Problem requirements: Whenever a line in this data holds the word "forest", report that line in full.

Natural language region descriptions

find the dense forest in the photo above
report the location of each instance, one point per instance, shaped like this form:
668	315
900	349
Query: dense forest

Solution to the problem:
find the dense forest in the photo above
Query: dense forest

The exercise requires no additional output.